TASK: Output the records. Match them exactly.

DATA FOR THIS EXERCISE:
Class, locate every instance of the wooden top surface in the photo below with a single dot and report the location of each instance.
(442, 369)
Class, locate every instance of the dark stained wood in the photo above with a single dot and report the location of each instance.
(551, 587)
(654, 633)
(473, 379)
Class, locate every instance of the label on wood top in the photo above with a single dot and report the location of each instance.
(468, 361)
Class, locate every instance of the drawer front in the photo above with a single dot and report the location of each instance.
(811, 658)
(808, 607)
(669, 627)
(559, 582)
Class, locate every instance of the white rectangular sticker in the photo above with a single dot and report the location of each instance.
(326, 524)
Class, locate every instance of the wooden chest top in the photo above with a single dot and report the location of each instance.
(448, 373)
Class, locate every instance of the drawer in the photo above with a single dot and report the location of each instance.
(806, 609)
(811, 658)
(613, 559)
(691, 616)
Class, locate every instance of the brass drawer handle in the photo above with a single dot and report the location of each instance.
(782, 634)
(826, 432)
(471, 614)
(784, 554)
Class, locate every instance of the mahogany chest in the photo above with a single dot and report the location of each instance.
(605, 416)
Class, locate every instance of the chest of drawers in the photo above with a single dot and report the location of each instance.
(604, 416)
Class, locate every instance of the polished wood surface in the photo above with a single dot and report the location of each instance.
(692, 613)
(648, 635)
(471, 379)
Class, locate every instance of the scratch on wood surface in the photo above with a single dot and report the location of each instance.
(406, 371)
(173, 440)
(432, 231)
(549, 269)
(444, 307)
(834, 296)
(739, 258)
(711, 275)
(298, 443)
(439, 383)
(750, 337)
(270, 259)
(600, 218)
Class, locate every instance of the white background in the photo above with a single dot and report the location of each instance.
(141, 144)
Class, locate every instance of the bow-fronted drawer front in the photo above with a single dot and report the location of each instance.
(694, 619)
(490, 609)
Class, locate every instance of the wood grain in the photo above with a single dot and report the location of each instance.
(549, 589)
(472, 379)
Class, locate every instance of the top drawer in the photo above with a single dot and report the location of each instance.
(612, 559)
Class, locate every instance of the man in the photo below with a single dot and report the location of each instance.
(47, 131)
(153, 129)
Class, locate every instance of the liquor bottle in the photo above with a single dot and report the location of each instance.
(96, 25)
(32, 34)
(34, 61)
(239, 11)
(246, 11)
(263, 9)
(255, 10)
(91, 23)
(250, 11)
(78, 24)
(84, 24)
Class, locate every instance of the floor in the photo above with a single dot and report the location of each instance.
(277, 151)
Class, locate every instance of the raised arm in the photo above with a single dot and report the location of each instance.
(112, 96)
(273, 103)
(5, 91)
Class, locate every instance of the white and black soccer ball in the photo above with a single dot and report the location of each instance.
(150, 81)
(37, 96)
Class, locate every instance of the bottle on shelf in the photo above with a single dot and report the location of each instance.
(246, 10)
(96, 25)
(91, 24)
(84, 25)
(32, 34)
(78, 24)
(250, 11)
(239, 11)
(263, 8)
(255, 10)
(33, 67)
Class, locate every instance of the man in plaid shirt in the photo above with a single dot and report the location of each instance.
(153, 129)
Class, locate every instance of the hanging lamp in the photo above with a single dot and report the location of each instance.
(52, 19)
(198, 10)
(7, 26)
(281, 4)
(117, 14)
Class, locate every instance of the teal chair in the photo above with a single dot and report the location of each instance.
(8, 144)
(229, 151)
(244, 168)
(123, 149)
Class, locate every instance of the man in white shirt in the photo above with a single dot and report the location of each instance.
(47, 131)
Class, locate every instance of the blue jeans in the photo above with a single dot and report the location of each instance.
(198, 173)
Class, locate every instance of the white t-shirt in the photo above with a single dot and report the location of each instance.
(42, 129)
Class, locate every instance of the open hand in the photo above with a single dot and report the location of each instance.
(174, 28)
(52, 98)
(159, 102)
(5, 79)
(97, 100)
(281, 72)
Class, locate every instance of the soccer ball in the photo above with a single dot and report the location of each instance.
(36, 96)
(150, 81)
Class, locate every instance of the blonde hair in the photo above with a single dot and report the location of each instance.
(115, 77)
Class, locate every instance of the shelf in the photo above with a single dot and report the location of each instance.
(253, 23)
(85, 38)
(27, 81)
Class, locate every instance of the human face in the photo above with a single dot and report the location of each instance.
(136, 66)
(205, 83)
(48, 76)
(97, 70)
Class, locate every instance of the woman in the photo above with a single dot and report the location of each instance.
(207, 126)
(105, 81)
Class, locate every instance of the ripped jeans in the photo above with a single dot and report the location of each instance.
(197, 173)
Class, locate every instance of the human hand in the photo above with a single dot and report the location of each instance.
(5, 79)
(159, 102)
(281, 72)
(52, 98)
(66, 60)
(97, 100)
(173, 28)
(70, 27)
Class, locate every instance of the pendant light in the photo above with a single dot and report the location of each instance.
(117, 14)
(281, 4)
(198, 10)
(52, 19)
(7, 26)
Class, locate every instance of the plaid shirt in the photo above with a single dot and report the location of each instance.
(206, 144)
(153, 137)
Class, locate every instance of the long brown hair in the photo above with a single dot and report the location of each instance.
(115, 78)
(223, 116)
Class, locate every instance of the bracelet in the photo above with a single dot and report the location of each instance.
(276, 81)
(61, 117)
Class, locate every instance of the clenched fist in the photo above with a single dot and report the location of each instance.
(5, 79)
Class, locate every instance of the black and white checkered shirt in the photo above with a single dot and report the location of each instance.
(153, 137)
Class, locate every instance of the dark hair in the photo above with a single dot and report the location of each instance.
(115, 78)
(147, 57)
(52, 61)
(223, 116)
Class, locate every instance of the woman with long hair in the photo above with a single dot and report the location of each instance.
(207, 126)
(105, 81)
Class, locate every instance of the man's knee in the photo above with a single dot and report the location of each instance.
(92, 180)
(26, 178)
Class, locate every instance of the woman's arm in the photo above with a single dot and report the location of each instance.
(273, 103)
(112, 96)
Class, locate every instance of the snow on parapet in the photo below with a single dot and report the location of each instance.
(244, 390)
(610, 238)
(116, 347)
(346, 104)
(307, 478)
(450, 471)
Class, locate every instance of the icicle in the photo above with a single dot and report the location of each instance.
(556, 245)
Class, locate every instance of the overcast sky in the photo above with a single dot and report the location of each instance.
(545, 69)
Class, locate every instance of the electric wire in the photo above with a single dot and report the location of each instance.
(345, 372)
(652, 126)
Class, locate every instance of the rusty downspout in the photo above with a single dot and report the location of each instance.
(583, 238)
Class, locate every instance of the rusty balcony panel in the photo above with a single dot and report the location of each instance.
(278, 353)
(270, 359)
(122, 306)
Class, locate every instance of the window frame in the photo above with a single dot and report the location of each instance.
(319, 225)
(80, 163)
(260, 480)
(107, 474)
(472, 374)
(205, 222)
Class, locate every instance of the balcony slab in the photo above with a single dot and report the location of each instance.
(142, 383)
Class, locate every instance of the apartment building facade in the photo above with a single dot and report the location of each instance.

EXERCISE ANSWER:
Class, locate every instance of the wooden top surface in the photo below with a single dot and report the location of each instance.
(442, 369)
Class, locate every instance of the dark stained wood in the photo above with a single dot and report the location of each instance.
(551, 587)
(654, 633)
(473, 379)
Class, locate every instance of the label on wood top in the photo above with a single dot and report the location of each instance.
(468, 361)
Class, locate every instance of the drawer front in the photo above with a single dot and report the location of each instance.
(811, 658)
(808, 607)
(669, 627)
(559, 582)
Class, locate every instance of the white rectangular sticker in the photo above with a single dot and report the location of each instance.
(326, 524)
Class, locate every instance of the wooden chest top in the photo above with a single dot and report the location of each instance.
(448, 373)
Class, locate every instance of the drawer in the photo above with a single dot and report the location of each instance.
(806, 609)
(811, 658)
(613, 559)
(691, 616)
Class, locate every instance of the brass drawer handle in the photo above with a single dot and report the location of each instance.
(782, 634)
(826, 432)
(471, 614)
(784, 554)
Class, locate every instance of the mahogany chest in the photo above with a single dot and report the location of each instance.
(605, 416)
Class, locate every instance of the chest of drawers in the photo above with a single dot and report the location of each instance.
(604, 416)
Class, locate every instance of the polished wood surface in the photo above with a single dot and report the location of each instance.
(692, 613)
(648, 635)
(471, 379)
Class, locate every instance of the scratch on wood surface in the photo above with a single dot and report the location of each instance.
(406, 371)
(173, 440)
(432, 231)
(549, 269)
(444, 307)
(834, 296)
(739, 258)
(711, 275)
(298, 443)
(439, 383)
(750, 337)
(270, 259)
(600, 218)
Class, locate every instance of the white background in the photo above with a single dot and report the location of each instance.
(141, 144)
Class, locate every instance of the bow-fronted drawer front in the photo above with a single dot and report the location of each instance.
(694, 619)
(490, 609)
Class, locate every instance of the wood grain in the photo above with a single dot and report the location of each instance.
(549, 589)
(472, 379)
Class, locate every instance of the top drawer in the photo above with a single dot and report the location of each instance.
(612, 559)
Class, locate every instance of the man in the photo below with a single dot and report the location of each instance.
(47, 131)
(153, 129)
Class, locate every instance of the liquor bottle in the photo above with a single dot and report the location of each instance.
(96, 25)
(32, 34)
(34, 61)
(239, 11)
(246, 11)
(263, 9)
(255, 10)
(91, 23)
(250, 11)
(78, 24)
(84, 24)
Class, locate every instance of the floor in the photo above with a single dot and report the location of each instance.
(277, 151)
Class, locate every instance of the raised arm in the photo above with a single dot and report the location of each instance.
(112, 96)
(273, 103)
(5, 91)
Class, locate every instance of the white and black soccer ball in the photo above with a single dot and report the location of each instance.
(150, 81)
(37, 96)
Class, locate every instance of the bottle on shelf in the photo above with a single dot and report the location of each instance.
(246, 10)
(96, 25)
(91, 24)
(84, 25)
(32, 34)
(78, 24)
(250, 11)
(239, 11)
(263, 8)
(255, 10)
(33, 67)
Class, locate every instance of the man in plaid shirt in the photo above with a single dot and report the location of each instance.
(153, 129)
Class, locate every instance of the hanging lamp in the photo above with a single dot and report the location of each instance.
(52, 19)
(198, 10)
(7, 26)
(281, 4)
(117, 14)
Class, locate every instance of the teal chair in the photo above with a single dot and report the location of each instance.
(8, 144)
(229, 151)
(244, 168)
(123, 149)
Class, locate every instance of the man in white shirt in the photo above with a single dot and report the location of each instance.
(47, 131)
Class, locate every instance of the blue jeans in the photo above with a single dot and report the location of each instance.
(198, 173)
Class, locate every instance of the white t-shirt in the photo above with a single dot and report the location of each instance.
(42, 129)
Class, locate every instance of the open hand in the photo above with a single dot and report the location of each instance.
(174, 28)
(52, 98)
(159, 102)
(5, 79)
(97, 100)
(281, 72)
Class, locate every instance of the soccer ball in the photo above with a single dot and report the location of each instance.
(36, 96)
(150, 81)
Class, locate every instance of the blonde hair in the photo above with a single dot and report the location of each instance.
(115, 77)
Class, locate every instance of the shelf in the photo above with a single dot and report the location of each instance.
(253, 23)
(85, 38)
(27, 81)
Class, locate every instance of the human face in the photo above with a single dot and report the location of each instance.
(136, 66)
(205, 83)
(48, 76)
(97, 70)
Class, locate every instance of the woman in the photo above with a single dot and report the location of each instance.
(207, 126)
(105, 81)
Class, locate every instance of the ripped jeans in the photo above with a single dot and report the location of each instance.
(197, 173)
Class, locate every instance of the human hand in the photo above with a single dot and report the location of each instance.
(5, 79)
(159, 102)
(281, 72)
(52, 98)
(66, 60)
(97, 100)
(173, 28)
(70, 27)
Class, locate every instance of the pendant light in the photo above with a single dot and report the location of each instance.
(117, 14)
(281, 4)
(198, 10)
(52, 19)
(7, 26)
Class, locate every instance of the plaid shirt in the photo above with a single dot and report the location of each instance.
(206, 144)
(153, 137)
Class, locate every instance of the long brown hair in the photo above with a single dot and report the location of each instance.
(115, 78)
(223, 116)
Class, locate every instance of the bracelet in the photo above with a single dot and report the location of each instance.
(276, 81)
(61, 117)
Class, locate every instance of the clenched fist in the photo above with a single dot and report the location of each instance.
(5, 79)
Class, locate every instance of the black and white checkered shirt in the photo above with a single dot and report the location of each instance.
(153, 137)
Class, locate every instance of the dark hair in the photo above with a single dot and report the location of each instance.
(115, 78)
(147, 57)
(52, 61)
(223, 116)
Class, locate every instance of the woman with long hair in the photo above with a single dot and report the location of each instance.
(207, 126)
(105, 81)
Class, locate every instance of the man's knee in the photo above with a single dot and report the location of each instance.
(92, 180)
(26, 178)
Class, locate every instance of the woman's arm in the photo above with a single dot and report the location of each instance.
(273, 103)
(112, 96)
Class, locate every instance of the snow on parapet in the photo below with a single dot and report the location of each instance.
(244, 390)
(610, 238)
(116, 347)
(346, 104)
(307, 478)
(450, 471)
Class, locate every instance of the icicle in the photo above with a single dot and report the location of each instance.
(556, 245)
Class, locate every instance of the overcast sky in the photo above with a single dot and report the location of each instance.
(545, 69)
Class, locate every instance of the electric wire in the photo above with a single dot and report the location of each instance.
(345, 372)
(652, 126)
Class, locate every instance of the rusty downspout in the photo above with a single dot and report the location of each instance.
(583, 238)
Class, locate every instance of the rusty balcony panel in the photo above with a single dot and report the location of each instance.
(278, 353)
(270, 359)
(122, 306)
Class, locate every instance of the window frame in the photo above with a single dot and report the location of each instance.
(319, 225)
(80, 163)
(260, 480)
(107, 474)
(472, 374)
(205, 222)
Class, locate every instance of the balcony slab in the photo above with a single dot and report the location of each instance.
(142, 383)
Class, locate every instance of the apartment building facade in the photo above with a single dot and report the location of each instance.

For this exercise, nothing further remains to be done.